***** ROWS

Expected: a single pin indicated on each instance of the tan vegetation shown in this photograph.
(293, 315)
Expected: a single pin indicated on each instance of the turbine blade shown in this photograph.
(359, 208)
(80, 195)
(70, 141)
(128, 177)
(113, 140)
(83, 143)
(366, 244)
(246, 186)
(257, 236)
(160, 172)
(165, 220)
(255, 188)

**********

TASK TO COMPLETE
Rewrite every line of the records, requests included, and offset each x and y coordinate in the answer points by -126.

THE REPLY
Expected: a single pin indicated on each instance of the tan vegetation shown in this photograph.
(167, 189)
Expected: a single pin indicated on each instance of the turbine blade shown in this photograph.
(233, 82)
(-46, 69)
(-56, 15)
(2, 51)
(-13, 14)
(-43, 17)
(240, 118)
(120, 60)
(131, 110)
(34, 46)
(39, 94)
(129, 62)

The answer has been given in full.